§ PROMPT:
In the toolkit page below, what two local browser apps did the result evolve into?

§ DOCUMENT EXCERPT:

-----

Risk Assessment ToolkitThe Challenge
Context and rationale

From one AI risk map to a configurable assessment platform

The original challenge was to see whether AI-assisted development could build a useful, auditable risk tool from prompts and direction. The result has evolved into two local browser apps: a configurator for designing risk frameworks and an assessor for running evidence-based assessments against reusable JSON packs.

The Problem

Organisations need fast, repeatable ways to assess cyber, AI, privacy, supplier, continuity and operational risk. Traditional GRC platforms are often expensive and slow to tailor. Spreadsheets are flexible but inconsistent. Runtime AI scoring can be impressive, but it is hard to defend when an auditor, regulator or board asks why a risk landed in a particular band.

The governance gap

Risk teams need reusable methods, clear evidence trails, transparent scoring and reports that survive challenge. They also need to adapt quickly as new risk themes emerge: agentic AI, cyber insurance, SaaS posture, SBOMs, CISA KEV, cloud landing zones and concentration risk.

The design response

The toolkit separates method design from assessment execution. The configurator creates the map, questions, controls and scoring model. The assessor loads that JSON and applies the method consistently, offline, with no hidden server-side scoring.

The Original Challenge

The first version was deliberately constrained: could a useful governance tool be built with AI assistance, clear direction and review, without hand-coding the application line by line? The point was not to produce a toy demo. It was to test whether a real business problem could become a working, documented, auditable local application quickly enough to matter.

The business problem

AI adoption was moving faster than practical AI risk governance. Existing approaches were either generic IT risk templates, consultant-heavy frameworks or opaque tools. The gap was a structured assessment tool that a risk or security team could run locally and explain afterwards.

-----

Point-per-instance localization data
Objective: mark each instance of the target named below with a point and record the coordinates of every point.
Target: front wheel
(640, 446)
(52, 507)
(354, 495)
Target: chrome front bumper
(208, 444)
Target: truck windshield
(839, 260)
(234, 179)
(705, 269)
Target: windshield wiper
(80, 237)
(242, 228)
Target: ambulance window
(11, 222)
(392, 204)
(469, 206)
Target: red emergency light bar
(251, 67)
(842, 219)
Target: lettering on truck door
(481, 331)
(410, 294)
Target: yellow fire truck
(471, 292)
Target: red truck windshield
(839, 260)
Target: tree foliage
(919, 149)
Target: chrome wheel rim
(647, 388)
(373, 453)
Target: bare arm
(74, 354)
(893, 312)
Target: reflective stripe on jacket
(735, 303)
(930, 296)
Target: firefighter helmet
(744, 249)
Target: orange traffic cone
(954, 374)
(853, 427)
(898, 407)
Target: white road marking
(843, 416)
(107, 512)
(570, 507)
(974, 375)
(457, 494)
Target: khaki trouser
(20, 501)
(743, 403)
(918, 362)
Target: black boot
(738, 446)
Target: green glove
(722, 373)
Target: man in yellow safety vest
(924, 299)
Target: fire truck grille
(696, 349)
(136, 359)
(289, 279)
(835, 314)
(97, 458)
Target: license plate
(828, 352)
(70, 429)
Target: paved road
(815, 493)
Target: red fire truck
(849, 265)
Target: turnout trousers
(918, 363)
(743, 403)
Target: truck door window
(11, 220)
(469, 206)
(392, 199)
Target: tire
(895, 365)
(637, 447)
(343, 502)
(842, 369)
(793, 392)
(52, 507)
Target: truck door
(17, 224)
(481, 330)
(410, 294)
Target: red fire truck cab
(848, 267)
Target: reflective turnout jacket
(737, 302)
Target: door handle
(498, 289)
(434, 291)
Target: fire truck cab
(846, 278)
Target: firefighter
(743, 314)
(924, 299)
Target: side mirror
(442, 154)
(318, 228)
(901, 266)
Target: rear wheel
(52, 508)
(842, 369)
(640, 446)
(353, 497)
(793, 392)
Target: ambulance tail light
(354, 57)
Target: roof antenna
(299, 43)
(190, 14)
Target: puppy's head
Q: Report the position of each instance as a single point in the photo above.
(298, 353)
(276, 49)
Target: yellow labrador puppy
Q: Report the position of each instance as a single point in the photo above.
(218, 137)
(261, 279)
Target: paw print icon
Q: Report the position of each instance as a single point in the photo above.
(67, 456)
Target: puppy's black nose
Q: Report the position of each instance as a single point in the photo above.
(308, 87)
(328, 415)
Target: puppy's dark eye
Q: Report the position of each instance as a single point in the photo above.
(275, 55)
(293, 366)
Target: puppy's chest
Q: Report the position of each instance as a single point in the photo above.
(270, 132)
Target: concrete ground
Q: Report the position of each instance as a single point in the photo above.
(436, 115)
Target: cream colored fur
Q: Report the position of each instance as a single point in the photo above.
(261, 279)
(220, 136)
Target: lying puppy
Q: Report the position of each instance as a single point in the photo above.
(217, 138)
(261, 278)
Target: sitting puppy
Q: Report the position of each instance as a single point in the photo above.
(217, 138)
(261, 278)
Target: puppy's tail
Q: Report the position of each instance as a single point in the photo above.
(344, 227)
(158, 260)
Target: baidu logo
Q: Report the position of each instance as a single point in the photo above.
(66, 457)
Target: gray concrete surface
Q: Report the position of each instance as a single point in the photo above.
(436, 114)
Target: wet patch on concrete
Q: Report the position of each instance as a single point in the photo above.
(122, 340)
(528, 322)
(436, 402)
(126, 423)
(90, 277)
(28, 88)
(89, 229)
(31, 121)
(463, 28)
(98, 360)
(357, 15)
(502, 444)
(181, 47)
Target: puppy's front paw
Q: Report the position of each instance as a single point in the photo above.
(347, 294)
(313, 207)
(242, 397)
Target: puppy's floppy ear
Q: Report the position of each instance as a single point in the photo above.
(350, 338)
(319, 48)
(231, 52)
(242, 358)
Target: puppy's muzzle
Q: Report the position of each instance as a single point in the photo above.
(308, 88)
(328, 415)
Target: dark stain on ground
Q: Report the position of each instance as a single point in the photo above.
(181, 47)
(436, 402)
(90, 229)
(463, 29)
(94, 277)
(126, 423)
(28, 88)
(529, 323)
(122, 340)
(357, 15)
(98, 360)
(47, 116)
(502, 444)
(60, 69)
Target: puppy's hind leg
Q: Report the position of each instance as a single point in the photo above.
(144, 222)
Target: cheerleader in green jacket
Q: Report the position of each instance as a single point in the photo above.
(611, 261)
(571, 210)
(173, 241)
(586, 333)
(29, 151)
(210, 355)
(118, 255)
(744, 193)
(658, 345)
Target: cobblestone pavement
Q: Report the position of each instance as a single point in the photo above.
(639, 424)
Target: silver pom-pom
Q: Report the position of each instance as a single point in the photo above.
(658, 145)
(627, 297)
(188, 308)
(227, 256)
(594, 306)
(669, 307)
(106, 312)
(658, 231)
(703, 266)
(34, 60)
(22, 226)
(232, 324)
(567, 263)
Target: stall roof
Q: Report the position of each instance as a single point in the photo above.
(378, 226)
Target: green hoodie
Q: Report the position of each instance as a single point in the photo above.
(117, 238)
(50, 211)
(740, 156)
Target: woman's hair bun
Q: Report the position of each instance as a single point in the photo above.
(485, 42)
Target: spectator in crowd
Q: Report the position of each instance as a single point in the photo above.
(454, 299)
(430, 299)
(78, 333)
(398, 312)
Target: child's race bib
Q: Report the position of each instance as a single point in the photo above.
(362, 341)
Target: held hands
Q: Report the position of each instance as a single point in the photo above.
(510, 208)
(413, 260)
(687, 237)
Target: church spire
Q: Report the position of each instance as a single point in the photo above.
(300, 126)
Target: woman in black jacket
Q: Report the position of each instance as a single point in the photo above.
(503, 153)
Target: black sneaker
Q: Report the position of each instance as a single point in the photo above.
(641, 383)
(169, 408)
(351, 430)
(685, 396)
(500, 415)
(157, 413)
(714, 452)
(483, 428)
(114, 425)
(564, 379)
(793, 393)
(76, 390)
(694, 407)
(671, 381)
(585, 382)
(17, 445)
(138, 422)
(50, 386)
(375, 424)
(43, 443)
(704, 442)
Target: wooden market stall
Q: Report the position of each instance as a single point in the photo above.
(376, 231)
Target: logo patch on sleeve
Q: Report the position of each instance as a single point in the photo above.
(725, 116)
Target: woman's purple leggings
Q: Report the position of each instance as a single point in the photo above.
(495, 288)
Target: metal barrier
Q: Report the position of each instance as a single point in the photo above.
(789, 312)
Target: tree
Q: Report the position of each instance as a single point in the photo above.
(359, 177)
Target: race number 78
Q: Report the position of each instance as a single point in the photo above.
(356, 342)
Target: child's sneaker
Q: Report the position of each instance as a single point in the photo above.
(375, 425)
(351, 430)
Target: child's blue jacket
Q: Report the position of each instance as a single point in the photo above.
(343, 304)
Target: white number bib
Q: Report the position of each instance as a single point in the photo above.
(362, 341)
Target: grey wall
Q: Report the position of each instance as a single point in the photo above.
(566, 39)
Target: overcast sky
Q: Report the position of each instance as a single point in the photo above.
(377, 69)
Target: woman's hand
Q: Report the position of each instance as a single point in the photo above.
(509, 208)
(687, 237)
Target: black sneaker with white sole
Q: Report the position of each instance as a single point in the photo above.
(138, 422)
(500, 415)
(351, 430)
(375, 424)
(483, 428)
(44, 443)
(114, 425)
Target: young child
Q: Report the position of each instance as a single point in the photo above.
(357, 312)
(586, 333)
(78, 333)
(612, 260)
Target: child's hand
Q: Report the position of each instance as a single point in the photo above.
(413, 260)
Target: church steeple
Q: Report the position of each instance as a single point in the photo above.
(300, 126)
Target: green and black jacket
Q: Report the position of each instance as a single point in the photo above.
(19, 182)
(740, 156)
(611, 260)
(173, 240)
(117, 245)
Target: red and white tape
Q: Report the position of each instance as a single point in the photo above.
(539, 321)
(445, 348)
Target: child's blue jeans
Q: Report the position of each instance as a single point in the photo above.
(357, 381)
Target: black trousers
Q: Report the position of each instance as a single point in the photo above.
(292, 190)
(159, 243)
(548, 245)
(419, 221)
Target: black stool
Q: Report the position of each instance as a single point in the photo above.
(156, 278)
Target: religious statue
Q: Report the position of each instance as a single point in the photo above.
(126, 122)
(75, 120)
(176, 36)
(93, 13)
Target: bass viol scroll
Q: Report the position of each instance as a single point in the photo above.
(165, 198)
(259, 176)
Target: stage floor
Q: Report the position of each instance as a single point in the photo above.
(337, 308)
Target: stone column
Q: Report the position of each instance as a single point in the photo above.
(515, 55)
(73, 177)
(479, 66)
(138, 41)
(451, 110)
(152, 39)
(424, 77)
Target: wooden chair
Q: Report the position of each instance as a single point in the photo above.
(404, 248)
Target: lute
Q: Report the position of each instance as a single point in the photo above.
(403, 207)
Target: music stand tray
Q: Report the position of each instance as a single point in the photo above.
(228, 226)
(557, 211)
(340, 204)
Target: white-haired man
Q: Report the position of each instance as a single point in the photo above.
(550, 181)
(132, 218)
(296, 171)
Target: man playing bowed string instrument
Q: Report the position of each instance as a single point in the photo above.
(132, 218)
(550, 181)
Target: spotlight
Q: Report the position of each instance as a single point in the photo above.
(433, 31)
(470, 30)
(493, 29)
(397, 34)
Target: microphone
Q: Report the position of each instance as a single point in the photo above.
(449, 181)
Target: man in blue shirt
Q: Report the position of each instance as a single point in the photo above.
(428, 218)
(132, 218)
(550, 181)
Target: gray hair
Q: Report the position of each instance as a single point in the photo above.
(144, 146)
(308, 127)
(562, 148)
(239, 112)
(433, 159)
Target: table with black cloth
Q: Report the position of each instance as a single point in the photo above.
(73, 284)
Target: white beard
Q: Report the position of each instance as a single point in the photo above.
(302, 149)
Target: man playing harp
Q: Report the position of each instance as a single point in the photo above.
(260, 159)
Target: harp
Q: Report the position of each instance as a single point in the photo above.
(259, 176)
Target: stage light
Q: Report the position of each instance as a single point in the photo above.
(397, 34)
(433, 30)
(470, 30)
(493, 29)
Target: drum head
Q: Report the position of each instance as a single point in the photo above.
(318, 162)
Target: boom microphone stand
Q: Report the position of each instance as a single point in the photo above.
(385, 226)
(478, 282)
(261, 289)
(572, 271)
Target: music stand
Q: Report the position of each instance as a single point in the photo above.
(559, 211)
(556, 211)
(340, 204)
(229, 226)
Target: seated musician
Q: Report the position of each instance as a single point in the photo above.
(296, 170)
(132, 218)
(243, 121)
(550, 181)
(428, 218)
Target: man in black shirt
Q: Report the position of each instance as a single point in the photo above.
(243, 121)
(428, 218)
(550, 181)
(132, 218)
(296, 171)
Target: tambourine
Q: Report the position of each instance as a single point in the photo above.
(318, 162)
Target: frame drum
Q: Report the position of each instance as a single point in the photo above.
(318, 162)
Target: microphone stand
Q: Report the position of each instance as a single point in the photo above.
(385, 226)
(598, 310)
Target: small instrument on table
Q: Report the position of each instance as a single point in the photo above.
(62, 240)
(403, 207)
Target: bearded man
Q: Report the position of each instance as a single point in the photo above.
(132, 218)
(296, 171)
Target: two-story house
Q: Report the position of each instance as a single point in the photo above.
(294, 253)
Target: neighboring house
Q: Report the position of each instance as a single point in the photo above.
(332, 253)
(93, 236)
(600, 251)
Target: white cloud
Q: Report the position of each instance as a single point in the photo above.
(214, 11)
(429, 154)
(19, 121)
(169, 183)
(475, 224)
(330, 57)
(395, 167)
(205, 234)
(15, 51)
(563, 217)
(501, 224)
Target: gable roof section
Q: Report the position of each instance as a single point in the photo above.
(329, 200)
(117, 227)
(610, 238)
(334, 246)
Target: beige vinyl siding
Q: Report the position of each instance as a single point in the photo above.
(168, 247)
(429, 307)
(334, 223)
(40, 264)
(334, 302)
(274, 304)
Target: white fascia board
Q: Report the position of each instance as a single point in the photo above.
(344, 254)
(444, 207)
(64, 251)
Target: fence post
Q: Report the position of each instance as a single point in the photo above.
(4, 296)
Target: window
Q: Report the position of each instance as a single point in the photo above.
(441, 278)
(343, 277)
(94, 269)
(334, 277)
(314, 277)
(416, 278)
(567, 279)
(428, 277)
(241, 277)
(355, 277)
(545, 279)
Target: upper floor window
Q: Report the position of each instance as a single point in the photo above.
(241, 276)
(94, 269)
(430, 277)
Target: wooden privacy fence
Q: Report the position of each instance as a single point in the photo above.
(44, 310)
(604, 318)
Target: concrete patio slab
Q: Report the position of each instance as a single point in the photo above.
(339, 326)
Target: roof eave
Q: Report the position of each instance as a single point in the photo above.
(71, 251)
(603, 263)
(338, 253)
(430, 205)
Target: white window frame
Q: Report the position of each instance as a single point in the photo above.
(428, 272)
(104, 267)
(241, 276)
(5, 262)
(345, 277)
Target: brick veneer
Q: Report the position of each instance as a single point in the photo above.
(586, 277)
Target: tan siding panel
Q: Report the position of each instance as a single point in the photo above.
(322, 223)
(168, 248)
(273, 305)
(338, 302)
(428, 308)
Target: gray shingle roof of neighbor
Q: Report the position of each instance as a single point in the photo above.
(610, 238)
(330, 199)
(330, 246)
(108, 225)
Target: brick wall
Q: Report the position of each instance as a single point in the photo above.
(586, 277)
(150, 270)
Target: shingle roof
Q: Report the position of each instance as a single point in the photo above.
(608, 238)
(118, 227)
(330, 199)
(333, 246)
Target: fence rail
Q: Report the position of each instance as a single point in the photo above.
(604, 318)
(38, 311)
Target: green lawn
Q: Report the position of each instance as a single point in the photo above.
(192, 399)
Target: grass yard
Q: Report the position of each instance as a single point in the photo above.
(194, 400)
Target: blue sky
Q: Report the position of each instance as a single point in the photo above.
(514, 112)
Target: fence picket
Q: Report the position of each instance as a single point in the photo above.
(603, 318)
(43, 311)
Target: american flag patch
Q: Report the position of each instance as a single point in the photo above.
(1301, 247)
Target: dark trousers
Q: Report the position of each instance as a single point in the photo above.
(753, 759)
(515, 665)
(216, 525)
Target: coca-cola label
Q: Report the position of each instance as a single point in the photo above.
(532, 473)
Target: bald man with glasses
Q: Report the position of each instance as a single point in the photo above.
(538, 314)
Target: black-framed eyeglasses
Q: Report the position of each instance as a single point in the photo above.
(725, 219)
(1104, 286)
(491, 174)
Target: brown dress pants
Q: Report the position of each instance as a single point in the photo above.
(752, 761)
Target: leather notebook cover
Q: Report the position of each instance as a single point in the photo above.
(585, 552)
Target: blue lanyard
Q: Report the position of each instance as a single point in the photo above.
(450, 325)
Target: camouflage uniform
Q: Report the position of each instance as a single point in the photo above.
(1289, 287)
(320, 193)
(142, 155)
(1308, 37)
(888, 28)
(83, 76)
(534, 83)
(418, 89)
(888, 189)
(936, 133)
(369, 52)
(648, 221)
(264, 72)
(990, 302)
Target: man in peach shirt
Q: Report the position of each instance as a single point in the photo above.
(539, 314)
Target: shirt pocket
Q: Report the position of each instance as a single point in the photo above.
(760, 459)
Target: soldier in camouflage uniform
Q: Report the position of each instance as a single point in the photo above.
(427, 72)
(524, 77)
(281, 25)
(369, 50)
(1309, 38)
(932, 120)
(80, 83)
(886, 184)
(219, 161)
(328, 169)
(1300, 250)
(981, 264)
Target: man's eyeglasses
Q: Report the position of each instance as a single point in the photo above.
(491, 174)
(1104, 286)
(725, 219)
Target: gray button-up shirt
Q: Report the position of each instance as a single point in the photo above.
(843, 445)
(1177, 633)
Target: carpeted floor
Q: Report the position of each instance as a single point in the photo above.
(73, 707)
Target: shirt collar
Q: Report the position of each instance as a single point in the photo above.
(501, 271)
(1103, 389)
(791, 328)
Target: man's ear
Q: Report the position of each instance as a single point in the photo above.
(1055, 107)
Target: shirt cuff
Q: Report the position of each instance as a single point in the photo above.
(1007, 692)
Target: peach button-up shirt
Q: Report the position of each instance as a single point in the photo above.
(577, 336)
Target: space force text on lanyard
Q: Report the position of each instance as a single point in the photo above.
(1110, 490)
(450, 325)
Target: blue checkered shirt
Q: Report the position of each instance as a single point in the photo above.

-----

§ ANSWER:
A configurator for designing risk frameworks and an assessor for running evidence-based assessments against reusable JSON packs.